Problem to solve => Set down the listing below word for word, leaving out the pictures.

* * *

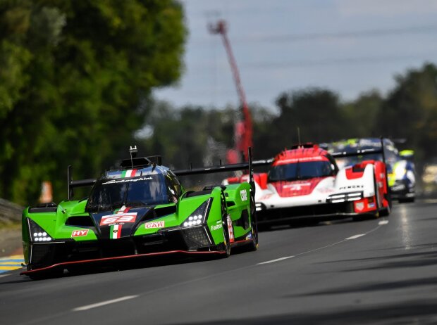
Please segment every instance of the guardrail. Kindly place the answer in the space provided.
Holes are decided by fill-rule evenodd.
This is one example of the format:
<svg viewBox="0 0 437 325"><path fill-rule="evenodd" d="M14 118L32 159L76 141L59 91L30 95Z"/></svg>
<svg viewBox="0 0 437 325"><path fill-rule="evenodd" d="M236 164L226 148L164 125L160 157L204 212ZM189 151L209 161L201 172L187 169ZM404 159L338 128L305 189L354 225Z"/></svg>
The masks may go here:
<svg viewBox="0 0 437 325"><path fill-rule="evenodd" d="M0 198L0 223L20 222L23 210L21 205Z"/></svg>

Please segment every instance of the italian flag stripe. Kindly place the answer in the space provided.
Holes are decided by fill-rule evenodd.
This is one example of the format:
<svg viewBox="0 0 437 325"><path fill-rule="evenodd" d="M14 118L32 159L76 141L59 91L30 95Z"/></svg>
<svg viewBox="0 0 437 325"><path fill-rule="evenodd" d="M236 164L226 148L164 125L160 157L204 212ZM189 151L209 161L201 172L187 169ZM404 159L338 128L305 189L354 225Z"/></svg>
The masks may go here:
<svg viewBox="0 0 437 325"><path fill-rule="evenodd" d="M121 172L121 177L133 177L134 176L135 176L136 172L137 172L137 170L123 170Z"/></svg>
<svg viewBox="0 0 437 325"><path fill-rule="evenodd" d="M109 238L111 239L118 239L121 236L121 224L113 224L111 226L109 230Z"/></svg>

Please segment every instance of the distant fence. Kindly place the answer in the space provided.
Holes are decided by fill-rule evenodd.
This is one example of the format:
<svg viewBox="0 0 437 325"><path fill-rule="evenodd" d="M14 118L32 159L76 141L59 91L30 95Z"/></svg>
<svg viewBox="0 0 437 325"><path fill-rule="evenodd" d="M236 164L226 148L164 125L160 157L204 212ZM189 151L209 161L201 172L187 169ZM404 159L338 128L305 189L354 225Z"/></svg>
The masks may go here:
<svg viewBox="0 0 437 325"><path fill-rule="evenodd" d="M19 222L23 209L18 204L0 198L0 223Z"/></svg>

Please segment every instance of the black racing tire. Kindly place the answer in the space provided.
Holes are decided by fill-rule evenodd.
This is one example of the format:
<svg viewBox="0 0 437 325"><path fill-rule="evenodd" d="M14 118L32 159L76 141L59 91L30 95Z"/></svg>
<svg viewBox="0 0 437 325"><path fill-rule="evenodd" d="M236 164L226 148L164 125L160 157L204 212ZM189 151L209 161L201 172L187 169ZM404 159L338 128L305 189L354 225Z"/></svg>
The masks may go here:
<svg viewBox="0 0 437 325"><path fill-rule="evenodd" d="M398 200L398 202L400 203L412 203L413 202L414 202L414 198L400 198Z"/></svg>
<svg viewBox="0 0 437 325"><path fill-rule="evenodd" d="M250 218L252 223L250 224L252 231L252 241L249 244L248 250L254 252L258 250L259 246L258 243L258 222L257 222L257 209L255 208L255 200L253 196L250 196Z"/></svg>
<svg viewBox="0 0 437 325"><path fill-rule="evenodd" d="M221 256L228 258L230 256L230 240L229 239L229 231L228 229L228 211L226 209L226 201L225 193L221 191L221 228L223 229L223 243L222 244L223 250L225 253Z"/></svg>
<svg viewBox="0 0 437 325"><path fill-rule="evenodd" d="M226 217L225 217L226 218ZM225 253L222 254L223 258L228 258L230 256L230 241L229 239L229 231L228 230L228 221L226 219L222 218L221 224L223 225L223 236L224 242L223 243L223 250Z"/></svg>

* * *

The completed task =>
Please segment every instance of the guardrail. Kindly place the answer in the space provided.
Holes are decided by fill-rule evenodd.
This is one example of the format:
<svg viewBox="0 0 437 325"><path fill-rule="evenodd" d="M14 118L32 159L76 141L59 91L30 95Z"/></svg>
<svg viewBox="0 0 437 325"><path fill-rule="evenodd" d="M236 164L226 148L164 125L160 157L204 212ZM189 151L209 161L201 172L187 169ZM404 159L338 128L305 189L354 225Z"/></svg>
The masks may go here:
<svg viewBox="0 0 437 325"><path fill-rule="evenodd" d="M0 198L0 223L20 222L23 210L21 205Z"/></svg>

Please segment every instance of the italian flag stripe. Kindly place the answer in the space provided.
Holes are decided by fill-rule evenodd.
This is one example of the format:
<svg viewBox="0 0 437 325"><path fill-rule="evenodd" d="M14 118L32 159L76 141L59 91L30 95Z"/></svg>
<svg viewBox="0 0 437 325"><path fill-rule="evenodd" d="M236 164L226 148L164 125L160 157L204 212ZM189 151L209 161L201 172L187 169ZM404 159L338 128L305 189L354 225Z"/></svg>
The masks may go here:
<svg viewBox="0 0 437 325"><path fill-rule="evenodd" d="M121 172L121 177L133 177L134 176L135 176L136 172L137 172L137 170L123 170Z"/></svg>
<svg viewBox="0 0 437 325"><path fill-rule="evenodd" d="M109 238L111 239L118 239L121 236L121 224L113 224L111 226L109 230Z"/></svg>

Please segment every instance of the distant fence. Kindly place the answer in the space provided.
Holes are decided by fill-rule evenodd.
This is one example of the format:
<svg viewBox="0 0 437 325"><path fill-rule="evenodd" d="M14 118L32 159L76 141L59 91L30 95Z"/></svg>
<svg viewBox="0 0 437 325"><path fill-rule="evenodd" d="M236 164L226 148L164 125L160 157L204 212ZM189 151L209 161L201 172L187 169ZM404 159L338 128L305 189L354 225Z"/></svg>
The masks may go here:
<svg viewBox="0 0 437 325"><path fill-rule="evenodd" d="M19 222L23 209L18 204L0 198L0 223Z"/></svg>

Please segment every instance of the black racing tire. Kindly place the answer in the space provided.
Holes are decided by fill-rule evenodd.
This is one example of the format:
<svg viewBox="0 0 437 325"><path fill-rule="evenodd" d="M14 118L32 159L76 141L59 91L30 95Z"/></svg>
<svg viewBox="0 0 437 325"><path fill-rule="evenodd" d="M236 164L226 148L164 125L160 157L204 212ZM189 151L209 161L201 172L187 169ZM404 159L338 128L305 189L354 225Z"/></svg>
The masks may go here:
<svg viewBox="0 0 437 325"><path fill-rule="evenodd" d="M398 200L398 202L400 203L412 203L413 202L414 202L414 198L400 198Z"/></svg>
<svg viewBox="0 0 437 325"><path fill-rule="evenodd" d="M250 218L252 223L250 224L252 231L252 241L249 244L248 250L254 252L258 250L259 246L258 243L258 222L257 222L257 209L255 208L255 200L253 196L250 196Z"/></svg>
<svg viewBox="0 0 437 325"><path fill-rule="evenodd" d="M221 256L228 258L230 256L230 240L229 239L229 231L228 229L228 211L226 209L226 201L225 193L221 191L221 228L223 229L223 243L222 244L223 250L225 253Z"/></svg>
<svg viewBox="0 0 437 325"><path fill-rule="evenodd" d="M226 217L225 217L226 218ZM225 253L222 254L223 258L228 258L230 256L230 241L229 239L229 231L228 230L228 221L226 219L222 218L221 224L223 225L223 236L224 242L223 243L223 250Z"/></svg>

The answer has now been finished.